◆ What to produce ◆
Reproduce all records exactly.

(Phrase grounding data)

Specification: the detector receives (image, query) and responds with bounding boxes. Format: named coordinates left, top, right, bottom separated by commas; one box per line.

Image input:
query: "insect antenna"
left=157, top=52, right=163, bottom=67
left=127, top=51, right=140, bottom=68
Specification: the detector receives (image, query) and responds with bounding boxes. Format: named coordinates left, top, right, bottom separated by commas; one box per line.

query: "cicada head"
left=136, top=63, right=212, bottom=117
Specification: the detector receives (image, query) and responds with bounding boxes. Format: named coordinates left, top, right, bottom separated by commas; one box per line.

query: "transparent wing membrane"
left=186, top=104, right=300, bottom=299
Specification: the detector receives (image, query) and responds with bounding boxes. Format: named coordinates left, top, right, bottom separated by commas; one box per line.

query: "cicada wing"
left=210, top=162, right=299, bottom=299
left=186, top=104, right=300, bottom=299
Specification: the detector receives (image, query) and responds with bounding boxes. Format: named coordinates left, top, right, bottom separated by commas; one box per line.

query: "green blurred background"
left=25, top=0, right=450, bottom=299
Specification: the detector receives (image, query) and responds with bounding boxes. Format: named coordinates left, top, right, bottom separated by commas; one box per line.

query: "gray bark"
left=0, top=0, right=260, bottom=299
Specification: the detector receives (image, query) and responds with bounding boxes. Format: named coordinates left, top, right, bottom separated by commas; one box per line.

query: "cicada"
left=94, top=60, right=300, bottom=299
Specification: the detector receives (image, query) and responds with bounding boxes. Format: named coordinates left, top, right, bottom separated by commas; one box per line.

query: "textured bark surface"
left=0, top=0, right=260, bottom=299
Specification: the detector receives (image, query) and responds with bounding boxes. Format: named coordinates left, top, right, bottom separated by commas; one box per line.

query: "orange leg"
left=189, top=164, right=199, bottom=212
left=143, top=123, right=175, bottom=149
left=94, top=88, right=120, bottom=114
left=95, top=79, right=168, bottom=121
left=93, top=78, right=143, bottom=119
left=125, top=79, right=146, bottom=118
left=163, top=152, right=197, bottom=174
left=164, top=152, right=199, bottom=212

◆ Written solution ◆
Specification: the detector receives (image, query) and responds with bounding boxes. Format: named coordinates left, top, right, bottom separated by commas; one box per line.

Image input:
query: "insect antenna"
left=157, top=52, right=163, bottom=67
left=127, top=51, right=140, bottom=68
Specification: the detector receives (image, query) and responds with bounding boxes. Format: named coordinates left, top, right, bottom separated by commas; one box per line.

query: "cicada head"
left=136, top=63, right=212, bottom=117
Specification: the detector receives (image, query) and responds with bounding boxes. Format: named coordinates left, top, right, bottom separated by commas; one box per line.

query: "transparent wing membrane"
left=186, top=104, right=300, bottom=299
Specification: the detector receives (image, query) and responds with bounding boxes. Format: named coordinates left, top, right, bottom separated by commas; one box per line.

query: "cicada wing"
left=210, top=162, right=299, bottom=299
left=186, top=104, right=300, bottom=299
Specification: the detector receives (image, query) and responds with bounding boxes. Format: named coordinates left, top, right, bottom separated by commas; one box per line.

query: "green blurred background"
left=25, top=0, right=450, bottom=299
Specification: the detector receives (image, query) and responds with bounding boxes. Format: named coordinates left, top, right, bottom separated by commas; one box per line.

query: "gray bark"
left=0, top=0, right=260, bottom=299
Specification: the detector receives (image, query) and responds with bounding boxes. Format: named coordinates left, top, right, bottom separated by commas; one box per line.

query: "cicada"
left=94, top=60, right=300, bottom=299
Specification: the detector receives (image, query) and responds with bounding boxes. Format: named coordinates left, top, right, bottom separated by commas; one box per line.

query: "textured bark surface"
left=0, top=0, right=260, bottom=299
Specification: the detector receives (image, query) and responds with bounding boxes. Format: named coordinates left, top, right, bottom separated by commas; one box per line.

query: "orange leg"
left=189, top=164, right=199, bottom=212
left=143, top=123, right=175, bottom=149
left=94, top=88, right=120, bottom=114
left=95, top=79, right=168, bottom=121
left=93, top=78, right=143, bottom=119
left=125, top=79, right=146, bottom=118
left=163, top=152, right=197, bottom=174
left=164, top=152, right=199, bottom=212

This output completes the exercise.